(Dataset records)
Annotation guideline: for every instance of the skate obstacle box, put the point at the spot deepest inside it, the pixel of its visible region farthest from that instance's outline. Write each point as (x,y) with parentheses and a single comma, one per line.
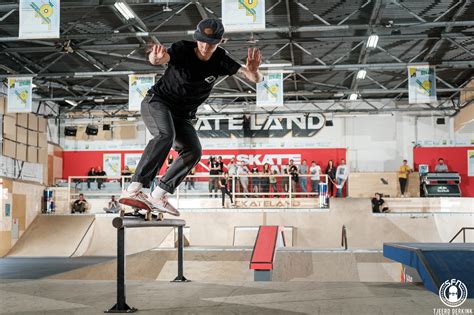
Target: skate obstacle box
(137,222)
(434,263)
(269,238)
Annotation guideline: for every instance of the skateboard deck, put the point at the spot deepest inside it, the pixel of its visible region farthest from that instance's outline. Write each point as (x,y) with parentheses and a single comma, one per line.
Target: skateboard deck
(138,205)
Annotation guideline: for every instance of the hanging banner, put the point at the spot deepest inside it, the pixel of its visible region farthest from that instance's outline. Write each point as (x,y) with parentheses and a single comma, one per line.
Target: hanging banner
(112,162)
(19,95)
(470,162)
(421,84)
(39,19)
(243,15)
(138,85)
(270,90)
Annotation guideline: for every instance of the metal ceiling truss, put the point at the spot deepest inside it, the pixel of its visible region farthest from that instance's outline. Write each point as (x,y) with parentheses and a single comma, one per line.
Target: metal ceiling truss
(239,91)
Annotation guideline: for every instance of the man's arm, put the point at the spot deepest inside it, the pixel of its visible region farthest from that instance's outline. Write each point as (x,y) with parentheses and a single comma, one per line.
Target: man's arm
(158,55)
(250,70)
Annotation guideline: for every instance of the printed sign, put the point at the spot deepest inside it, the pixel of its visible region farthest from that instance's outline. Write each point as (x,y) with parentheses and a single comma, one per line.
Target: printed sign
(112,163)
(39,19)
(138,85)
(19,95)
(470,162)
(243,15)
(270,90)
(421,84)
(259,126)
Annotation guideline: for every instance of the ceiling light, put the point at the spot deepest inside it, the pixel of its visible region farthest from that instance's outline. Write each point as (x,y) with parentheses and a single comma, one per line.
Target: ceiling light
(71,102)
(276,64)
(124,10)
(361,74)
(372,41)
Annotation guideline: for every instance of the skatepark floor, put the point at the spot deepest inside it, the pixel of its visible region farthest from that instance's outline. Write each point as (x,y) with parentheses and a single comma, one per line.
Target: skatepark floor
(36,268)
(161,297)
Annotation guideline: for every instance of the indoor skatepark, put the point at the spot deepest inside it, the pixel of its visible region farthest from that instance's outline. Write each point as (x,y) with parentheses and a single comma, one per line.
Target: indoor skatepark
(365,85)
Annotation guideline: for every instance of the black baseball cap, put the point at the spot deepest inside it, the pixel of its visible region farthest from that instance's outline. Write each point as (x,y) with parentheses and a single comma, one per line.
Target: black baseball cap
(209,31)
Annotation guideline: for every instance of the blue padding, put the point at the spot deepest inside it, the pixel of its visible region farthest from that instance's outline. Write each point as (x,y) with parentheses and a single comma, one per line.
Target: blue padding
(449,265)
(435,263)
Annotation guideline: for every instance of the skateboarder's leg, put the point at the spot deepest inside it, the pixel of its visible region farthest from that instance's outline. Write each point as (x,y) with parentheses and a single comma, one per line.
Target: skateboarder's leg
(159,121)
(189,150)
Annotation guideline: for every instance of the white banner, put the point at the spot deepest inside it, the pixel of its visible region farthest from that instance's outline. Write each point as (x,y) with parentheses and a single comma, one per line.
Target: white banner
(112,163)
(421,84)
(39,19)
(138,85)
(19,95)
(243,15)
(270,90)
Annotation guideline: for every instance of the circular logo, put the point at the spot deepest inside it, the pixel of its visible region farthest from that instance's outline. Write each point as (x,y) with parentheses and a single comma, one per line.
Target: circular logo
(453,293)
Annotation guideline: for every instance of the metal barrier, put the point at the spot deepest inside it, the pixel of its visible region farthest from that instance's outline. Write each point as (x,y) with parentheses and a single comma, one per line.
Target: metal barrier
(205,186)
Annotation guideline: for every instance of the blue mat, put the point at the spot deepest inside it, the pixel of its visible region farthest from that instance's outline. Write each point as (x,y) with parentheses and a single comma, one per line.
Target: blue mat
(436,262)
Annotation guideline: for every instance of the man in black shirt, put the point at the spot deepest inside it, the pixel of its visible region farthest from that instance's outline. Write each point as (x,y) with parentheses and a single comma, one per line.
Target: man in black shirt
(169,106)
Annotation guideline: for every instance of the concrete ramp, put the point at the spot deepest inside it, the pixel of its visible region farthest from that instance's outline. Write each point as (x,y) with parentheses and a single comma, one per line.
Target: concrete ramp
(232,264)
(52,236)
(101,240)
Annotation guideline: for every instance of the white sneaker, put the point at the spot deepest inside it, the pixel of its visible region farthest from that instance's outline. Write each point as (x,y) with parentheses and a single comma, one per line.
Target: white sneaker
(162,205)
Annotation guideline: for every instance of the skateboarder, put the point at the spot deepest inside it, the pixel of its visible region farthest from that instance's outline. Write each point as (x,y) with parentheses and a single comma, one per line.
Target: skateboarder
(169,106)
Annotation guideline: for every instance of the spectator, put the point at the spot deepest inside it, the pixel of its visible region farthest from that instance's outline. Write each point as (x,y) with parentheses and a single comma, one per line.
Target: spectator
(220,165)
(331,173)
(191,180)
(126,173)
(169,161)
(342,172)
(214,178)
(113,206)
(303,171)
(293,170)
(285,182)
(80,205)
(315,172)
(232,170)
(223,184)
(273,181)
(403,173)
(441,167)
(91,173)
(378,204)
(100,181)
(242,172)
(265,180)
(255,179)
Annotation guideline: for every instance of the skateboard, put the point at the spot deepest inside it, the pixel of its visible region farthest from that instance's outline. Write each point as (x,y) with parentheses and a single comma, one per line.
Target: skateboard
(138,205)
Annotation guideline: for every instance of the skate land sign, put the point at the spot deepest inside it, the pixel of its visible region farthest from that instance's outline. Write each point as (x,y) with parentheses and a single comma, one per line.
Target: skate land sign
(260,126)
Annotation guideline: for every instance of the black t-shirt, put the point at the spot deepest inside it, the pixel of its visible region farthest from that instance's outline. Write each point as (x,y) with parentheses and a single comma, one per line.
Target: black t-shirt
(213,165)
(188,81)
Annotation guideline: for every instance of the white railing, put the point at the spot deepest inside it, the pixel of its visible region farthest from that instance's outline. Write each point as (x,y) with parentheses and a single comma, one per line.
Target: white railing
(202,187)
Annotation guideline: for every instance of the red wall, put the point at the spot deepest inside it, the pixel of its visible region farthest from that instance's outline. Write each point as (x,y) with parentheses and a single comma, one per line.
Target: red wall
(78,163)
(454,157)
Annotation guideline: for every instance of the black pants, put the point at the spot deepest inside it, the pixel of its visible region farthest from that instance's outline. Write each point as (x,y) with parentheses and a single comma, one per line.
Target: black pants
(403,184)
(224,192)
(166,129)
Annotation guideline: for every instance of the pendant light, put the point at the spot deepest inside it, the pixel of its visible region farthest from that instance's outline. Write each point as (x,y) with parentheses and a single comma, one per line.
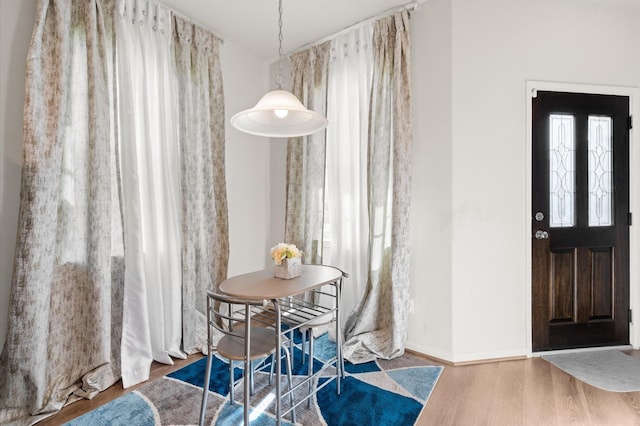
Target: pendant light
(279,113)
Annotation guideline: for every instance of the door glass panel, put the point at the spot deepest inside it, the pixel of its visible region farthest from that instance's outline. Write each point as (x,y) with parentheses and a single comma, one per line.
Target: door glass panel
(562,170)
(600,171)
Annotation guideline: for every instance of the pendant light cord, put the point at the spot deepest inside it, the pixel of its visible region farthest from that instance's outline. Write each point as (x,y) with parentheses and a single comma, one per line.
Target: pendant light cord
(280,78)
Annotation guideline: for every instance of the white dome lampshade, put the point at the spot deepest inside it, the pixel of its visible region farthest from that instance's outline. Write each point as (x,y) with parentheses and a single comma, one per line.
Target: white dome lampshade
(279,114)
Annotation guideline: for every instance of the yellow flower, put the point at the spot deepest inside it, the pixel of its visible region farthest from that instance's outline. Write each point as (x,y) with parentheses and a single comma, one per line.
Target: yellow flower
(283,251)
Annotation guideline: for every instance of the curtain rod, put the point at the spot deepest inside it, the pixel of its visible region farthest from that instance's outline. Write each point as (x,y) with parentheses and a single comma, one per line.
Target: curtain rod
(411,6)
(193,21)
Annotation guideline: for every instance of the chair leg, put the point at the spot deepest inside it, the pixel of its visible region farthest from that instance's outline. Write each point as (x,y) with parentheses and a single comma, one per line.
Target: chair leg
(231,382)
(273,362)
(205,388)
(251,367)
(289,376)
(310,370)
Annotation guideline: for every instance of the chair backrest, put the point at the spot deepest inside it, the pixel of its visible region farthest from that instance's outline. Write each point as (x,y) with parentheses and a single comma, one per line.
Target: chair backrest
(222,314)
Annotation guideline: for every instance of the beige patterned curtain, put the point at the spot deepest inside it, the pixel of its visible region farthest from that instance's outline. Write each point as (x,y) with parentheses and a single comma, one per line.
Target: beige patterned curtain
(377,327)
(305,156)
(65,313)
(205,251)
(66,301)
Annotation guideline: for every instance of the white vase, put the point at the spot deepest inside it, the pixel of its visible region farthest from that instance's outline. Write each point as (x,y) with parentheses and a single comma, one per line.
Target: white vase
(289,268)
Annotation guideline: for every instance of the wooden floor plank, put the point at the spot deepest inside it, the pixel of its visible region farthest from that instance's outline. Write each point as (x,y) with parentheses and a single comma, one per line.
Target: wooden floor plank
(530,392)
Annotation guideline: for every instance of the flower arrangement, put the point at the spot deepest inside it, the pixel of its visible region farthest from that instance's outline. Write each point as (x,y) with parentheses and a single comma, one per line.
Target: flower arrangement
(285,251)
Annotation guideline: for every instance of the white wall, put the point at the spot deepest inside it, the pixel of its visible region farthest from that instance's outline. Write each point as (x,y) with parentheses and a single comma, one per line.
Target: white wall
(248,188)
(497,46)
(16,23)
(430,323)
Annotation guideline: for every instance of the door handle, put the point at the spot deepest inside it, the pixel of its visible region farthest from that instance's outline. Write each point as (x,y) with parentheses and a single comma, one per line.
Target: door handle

### [Requirements]
From the line holding "Annotation guideline: for every instance of the flower" to the last line of the records, quote each line exactly and add nothing.

### [Output for this exercise]
Annotation guideline: for every instance of the flower arrangement, put the point at the spot deepest inside it, the pixel of its visible region farthest from that instance's outline. Write each point as (x,y) with parentheses and a single comma, one per line.
Target: flower arrangement
(285,251)
Annotation guideline: for every instance of the white wall, put the point at the spot deepest inside it, the pixel of its visible region farthest from that instance's outline. Write each point as (x,y) with parentheses and a single comma, one per line.
Target: white wall
(248,188)
(497,46)
(16,23)
(430,323)
Annotation guideline: for every instance of the door handle, put the point at the spot deepest inside it, the pixel of its visible region farthest from that instance's outline. Write each point as (x,y) with parentheses and a single comma, one per line.
Target: door handle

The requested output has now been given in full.